### AIM
Reproduce the data word for word, starting at the line that contains "Task: pick out the peppercorn." and continuing through the last line of the data.
━━━━━━━━
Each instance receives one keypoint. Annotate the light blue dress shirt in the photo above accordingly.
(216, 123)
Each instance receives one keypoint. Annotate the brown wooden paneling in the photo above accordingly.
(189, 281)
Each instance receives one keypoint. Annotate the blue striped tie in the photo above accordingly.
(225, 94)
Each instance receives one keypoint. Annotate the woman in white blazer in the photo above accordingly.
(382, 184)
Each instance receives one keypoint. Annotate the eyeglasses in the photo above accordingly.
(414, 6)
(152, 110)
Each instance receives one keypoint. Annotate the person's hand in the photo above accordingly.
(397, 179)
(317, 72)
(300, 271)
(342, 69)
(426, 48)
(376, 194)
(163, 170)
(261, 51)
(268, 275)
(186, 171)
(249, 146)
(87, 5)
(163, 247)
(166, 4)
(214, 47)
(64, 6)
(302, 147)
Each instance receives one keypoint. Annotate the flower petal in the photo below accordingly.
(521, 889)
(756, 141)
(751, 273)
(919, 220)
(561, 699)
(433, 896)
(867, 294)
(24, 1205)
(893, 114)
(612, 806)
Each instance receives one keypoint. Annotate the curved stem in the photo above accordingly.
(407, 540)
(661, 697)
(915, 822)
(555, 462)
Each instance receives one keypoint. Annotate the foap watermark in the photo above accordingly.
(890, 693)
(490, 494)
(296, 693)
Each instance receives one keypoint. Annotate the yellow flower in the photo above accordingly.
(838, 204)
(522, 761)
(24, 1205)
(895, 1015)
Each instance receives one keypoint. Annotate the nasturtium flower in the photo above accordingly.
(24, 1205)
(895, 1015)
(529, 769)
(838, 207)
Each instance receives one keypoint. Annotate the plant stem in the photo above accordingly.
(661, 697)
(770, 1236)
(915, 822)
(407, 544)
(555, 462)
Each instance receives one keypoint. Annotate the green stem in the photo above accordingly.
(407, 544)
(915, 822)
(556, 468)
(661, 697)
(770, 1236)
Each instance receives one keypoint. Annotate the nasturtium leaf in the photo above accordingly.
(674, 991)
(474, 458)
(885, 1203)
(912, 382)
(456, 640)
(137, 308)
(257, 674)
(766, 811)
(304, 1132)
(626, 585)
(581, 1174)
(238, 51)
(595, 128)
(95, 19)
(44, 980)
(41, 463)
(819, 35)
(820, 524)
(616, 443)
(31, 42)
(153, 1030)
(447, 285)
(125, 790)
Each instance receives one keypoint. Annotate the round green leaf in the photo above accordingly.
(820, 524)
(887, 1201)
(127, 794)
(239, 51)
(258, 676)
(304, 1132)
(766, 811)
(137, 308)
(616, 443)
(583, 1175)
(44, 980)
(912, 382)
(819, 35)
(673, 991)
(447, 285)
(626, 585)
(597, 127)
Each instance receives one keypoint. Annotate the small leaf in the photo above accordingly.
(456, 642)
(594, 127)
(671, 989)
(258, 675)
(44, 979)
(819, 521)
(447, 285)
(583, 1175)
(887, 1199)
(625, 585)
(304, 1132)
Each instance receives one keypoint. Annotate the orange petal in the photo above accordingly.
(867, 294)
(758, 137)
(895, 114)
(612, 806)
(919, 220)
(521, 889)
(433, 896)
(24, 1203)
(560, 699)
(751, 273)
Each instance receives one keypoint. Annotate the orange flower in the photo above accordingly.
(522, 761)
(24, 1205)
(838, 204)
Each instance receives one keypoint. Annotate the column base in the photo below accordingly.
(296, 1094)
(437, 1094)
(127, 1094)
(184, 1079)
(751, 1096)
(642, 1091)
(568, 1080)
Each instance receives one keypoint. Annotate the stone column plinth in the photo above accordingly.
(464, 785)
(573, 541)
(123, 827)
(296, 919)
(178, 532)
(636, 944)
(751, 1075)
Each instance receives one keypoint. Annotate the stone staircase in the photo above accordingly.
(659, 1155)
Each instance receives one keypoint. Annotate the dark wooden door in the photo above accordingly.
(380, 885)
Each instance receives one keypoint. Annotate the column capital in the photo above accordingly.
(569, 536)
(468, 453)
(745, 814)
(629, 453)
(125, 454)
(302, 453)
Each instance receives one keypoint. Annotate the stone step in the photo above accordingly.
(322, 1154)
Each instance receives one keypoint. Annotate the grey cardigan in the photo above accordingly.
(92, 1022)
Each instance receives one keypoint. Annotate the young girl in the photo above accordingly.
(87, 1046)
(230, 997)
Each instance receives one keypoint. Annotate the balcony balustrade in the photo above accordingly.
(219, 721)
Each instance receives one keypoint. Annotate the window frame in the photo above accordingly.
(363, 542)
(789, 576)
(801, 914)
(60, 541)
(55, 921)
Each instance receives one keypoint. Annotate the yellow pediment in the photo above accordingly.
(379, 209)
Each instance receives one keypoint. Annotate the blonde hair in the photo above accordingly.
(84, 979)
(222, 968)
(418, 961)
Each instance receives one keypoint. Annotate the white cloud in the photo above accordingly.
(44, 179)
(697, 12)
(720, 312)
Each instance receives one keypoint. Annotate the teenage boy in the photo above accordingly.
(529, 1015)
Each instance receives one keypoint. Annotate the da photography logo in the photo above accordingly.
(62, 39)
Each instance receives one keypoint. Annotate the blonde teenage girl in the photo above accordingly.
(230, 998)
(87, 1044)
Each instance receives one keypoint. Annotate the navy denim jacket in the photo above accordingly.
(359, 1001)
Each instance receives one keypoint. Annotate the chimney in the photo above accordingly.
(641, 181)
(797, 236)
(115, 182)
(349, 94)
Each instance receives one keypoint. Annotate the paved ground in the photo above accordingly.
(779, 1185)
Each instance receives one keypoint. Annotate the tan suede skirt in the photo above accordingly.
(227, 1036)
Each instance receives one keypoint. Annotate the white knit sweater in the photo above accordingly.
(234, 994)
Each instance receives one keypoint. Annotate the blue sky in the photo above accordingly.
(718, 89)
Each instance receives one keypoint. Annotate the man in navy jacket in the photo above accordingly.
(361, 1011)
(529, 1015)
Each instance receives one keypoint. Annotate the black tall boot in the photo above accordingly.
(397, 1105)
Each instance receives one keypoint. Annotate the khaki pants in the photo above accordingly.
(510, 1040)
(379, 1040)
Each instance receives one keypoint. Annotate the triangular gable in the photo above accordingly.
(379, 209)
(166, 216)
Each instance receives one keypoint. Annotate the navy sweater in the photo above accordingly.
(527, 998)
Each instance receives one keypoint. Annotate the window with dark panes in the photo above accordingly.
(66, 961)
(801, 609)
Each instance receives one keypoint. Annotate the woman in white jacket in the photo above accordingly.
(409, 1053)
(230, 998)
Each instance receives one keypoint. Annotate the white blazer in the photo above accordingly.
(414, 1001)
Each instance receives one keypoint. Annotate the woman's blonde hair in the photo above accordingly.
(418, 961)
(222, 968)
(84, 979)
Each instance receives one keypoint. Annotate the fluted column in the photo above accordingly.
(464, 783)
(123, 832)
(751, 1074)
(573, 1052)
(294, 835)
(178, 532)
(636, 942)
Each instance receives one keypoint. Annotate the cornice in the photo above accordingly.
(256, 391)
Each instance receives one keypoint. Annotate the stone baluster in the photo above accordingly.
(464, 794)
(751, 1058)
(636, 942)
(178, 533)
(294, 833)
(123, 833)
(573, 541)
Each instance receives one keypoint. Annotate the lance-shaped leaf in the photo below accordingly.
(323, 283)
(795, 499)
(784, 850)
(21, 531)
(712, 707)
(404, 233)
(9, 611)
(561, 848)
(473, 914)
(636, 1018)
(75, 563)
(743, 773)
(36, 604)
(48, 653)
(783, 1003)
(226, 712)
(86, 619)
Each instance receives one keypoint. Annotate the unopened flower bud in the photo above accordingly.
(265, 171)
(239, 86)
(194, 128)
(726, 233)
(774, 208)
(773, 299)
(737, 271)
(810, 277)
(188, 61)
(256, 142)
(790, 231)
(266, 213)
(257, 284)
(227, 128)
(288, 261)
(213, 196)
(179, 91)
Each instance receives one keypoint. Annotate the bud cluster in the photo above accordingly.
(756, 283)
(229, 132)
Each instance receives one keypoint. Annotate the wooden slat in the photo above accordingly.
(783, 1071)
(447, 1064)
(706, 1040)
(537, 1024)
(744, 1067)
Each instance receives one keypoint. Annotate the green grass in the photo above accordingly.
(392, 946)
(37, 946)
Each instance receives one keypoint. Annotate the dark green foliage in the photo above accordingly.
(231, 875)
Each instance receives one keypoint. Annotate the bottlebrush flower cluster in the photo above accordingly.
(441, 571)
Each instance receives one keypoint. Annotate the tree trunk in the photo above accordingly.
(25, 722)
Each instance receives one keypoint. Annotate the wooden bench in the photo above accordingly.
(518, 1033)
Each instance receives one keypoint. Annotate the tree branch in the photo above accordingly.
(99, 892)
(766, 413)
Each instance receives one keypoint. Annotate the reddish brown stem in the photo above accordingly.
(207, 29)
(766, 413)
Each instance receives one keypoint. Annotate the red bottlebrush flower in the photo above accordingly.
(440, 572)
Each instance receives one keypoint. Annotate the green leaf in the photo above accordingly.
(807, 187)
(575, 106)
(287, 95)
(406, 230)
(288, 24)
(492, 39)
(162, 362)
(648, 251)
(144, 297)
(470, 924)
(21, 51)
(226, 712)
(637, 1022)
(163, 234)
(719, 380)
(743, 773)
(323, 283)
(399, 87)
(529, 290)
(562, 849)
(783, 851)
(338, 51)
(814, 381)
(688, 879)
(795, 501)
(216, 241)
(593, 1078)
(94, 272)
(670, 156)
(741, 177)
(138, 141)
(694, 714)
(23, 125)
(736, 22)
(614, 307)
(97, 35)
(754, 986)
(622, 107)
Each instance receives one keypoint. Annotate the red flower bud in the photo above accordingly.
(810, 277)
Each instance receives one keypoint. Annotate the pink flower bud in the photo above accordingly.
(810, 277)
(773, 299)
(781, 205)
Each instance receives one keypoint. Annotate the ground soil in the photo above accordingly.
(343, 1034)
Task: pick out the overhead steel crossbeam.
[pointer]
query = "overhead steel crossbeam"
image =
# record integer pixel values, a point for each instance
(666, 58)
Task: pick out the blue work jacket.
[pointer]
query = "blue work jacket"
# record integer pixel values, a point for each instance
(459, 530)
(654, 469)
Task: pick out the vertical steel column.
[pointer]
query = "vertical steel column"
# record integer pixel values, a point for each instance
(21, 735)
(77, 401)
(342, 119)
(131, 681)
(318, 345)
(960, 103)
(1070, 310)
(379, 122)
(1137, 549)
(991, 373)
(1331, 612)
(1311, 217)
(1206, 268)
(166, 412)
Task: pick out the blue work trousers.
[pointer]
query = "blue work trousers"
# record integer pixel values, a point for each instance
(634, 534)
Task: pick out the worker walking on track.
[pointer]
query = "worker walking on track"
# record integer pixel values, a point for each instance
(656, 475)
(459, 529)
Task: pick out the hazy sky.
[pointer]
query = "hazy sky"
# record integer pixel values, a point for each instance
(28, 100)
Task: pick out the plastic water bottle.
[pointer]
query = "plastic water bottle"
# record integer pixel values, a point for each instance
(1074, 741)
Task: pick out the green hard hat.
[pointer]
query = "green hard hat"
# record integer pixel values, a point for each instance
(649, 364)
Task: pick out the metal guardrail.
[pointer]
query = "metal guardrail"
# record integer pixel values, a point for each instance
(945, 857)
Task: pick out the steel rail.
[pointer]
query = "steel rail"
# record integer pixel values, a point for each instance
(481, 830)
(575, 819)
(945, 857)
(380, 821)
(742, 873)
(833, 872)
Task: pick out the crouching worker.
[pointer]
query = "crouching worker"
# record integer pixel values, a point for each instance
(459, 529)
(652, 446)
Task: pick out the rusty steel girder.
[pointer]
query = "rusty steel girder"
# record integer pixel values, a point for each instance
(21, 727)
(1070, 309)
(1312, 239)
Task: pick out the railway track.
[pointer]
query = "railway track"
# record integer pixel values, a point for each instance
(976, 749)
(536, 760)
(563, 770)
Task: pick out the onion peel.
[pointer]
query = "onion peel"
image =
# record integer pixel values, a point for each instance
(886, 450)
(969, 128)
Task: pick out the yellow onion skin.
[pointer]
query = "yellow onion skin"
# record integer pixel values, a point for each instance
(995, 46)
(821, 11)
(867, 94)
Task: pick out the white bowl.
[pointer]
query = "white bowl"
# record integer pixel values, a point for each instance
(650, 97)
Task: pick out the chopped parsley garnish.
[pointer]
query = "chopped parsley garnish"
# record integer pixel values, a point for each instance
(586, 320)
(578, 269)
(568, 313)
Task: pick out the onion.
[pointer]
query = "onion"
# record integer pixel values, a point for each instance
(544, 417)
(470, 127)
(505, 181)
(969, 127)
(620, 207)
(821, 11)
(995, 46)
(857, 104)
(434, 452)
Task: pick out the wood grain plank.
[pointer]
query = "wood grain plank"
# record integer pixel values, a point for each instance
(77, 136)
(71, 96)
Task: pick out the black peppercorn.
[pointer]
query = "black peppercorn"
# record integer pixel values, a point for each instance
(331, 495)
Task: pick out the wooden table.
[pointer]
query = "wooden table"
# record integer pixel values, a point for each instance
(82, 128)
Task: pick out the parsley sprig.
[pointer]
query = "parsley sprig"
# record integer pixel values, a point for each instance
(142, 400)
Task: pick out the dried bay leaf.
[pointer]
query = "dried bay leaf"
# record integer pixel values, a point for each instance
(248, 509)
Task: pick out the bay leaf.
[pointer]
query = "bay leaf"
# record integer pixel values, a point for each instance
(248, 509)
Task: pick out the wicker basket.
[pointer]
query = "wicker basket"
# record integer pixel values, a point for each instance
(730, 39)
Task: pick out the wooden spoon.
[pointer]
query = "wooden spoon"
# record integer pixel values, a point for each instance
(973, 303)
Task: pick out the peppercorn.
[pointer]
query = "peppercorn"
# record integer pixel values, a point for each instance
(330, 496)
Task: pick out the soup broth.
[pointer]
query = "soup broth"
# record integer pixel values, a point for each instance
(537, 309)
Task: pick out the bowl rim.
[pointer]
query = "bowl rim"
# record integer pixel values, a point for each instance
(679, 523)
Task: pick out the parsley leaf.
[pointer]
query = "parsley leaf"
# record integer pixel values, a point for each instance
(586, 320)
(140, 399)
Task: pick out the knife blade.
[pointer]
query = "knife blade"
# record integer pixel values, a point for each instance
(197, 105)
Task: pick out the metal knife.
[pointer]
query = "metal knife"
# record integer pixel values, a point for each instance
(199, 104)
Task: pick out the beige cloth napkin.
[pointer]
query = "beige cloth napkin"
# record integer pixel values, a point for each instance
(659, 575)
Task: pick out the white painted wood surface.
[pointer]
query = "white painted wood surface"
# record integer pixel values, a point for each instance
━━━━━━━━
### REPLY
Task: pick out the peppercorn.
[pointer]
query = "peppercorn"
# record integer pixel values, a point for each instance
(330, 496)
Task: pick out the soup broth.
[pointer]
query = "soup broth"
# record integer pixel values, a point for each instance
(537, 309)
Task: pick out the bowl rim.
[pointer]
query = "bowl rim"
# record integer pixel values, a point for each instance
(679, 523)
Task: pick out the parsley leaf.
[pointer]
query = "parsley leaf"
# record integer pixel values, a point for each instance
(586, 320)
(140, 399)
Task: pick out the knife blade.
[pointer]
query = "knife blade"
# record integer pixel values, a point for each instance
(197, 105)
Task: pick out the metal knife.
[pointer]
query = "metal knife"
# record integer pixel values, a point for each instance
(199, 104)
Task: pick out the beige cloth napkin.
[pointer]
query = "beige cloth napkin"
# record integer pixel values, a point for each instance
(659, 575)
Task: pick out the white painted wood surface.
[pointer]
query = "white painted wood surface"
# record integer pixel values, a point for each instance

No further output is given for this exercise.